## Texte proposé
----------
Comme chacun sait, il suffit que la demande de pétrole augmente de quelques points pour que les marchés soient exposés à de profonds déséquilibres, avec des répercussions sur les prix. Des comportements semblables sont à présent observés sur les marchés du cobalt, du lithium et d’autres minerais critiques, la montée en flèche de la demande observée dernièrement se traduisant par une envolée des prix. Cette situation prouve que le monde n’est pas encore prêt à faire face à cette volatilité et à ces perturbations. Si les décideurs ne s’attaquent pas à la question de la résilience de ces chaînes d’approvisionnement, il va être encore plus difficile d’atteindre les objectifs climatiques mondiaux et de garantir la sécurité énergétique.
Tirer les enseignements des crises pétrolières
L’une des activités centrales de l’AIE consiste à garantir la sécurité des approvisionnements en pétrole en soumettant ses pays membres à des obligations de stockage. En cas de grosses perturbations au niveau des approvisionnements en pétrole, l’AIE coordonne la réaction collective de ses membres, qui puisent dans leurs stocks pour injecter du pétrole supplémentaire sur le marché mondial, et ainsi atténuer les conséquences économiques négatives d’une crise soudaine des approvisionnements. Cette démarche a récemment montré tout son intérêt, à la suite des perturbations du marché du pétrole causées par l’invasion de l’Ukraine par la Russie. En réaction aux remous observés sur les marchés, les pays membres de l’AIE ont collectivement puisé dans leurs réserves à deux reprises – et ont ainsi procédé à la libération de stocks la plus importante observée depuis la création de l’agence, il y a près de 50 ans – ce qui a contribué à alléger les tensions.
----------
## Matériel fourni
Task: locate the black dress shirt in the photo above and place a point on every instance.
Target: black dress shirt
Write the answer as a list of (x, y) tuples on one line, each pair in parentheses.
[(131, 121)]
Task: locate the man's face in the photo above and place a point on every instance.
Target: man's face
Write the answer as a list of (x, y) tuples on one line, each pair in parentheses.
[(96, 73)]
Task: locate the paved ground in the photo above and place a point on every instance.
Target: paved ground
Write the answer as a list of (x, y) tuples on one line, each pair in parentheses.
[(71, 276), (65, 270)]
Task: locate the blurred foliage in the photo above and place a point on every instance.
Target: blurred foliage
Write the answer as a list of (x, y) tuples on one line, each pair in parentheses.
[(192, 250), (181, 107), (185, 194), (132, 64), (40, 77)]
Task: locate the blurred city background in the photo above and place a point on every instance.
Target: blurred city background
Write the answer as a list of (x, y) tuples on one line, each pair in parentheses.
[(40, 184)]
----------
## Exercice à traiter
Rédigez la suite du texte sur la sécurité des approvisionnements en pétrole et en minerais critiques, à partir de sa dernière phrase.

## Réponse rédigée
Lors de la réunion ministérielle de l’AIE qui s’est tenue en mars 2022, les gouvernements des pays membres ont appelé l’Agence à renforcer et élargir les travaux consacrés à la sécurité des minerais critiques, en mettant à profit la longue expérience acquise dans le domaine de la sécurité du marché du pétrole.
Pour cela, l’AIE va mettre en place un nouvel axe de travail spécifiquement consacré aux minerais critiques. Les activités conduites dans ce cadre couvriront tout un éventail de questions, de manière à garantir la fiabilité et la durabilité des approvisionnements en minerais, et consisteront notamment à renforcer les travaux réalisés autour de la surveillance du marché, de l'innovation technologique, de la résilience des chaînes d’approvisionnement, du recyclage, des normes environnementales et sociales et de la coopération internationale et régionale. L’objectif est de créer un filet de sécurité et de faire en sorte que les minerais critiques permettent aux pays du monde entier d’accélérer leur transition vers des énergies propres à la fois sûres et abordables – mais aussi d’offrir davantage de prospérité aux pays qui produisent des minerais critiques de manière durable et viable pour l’environnement.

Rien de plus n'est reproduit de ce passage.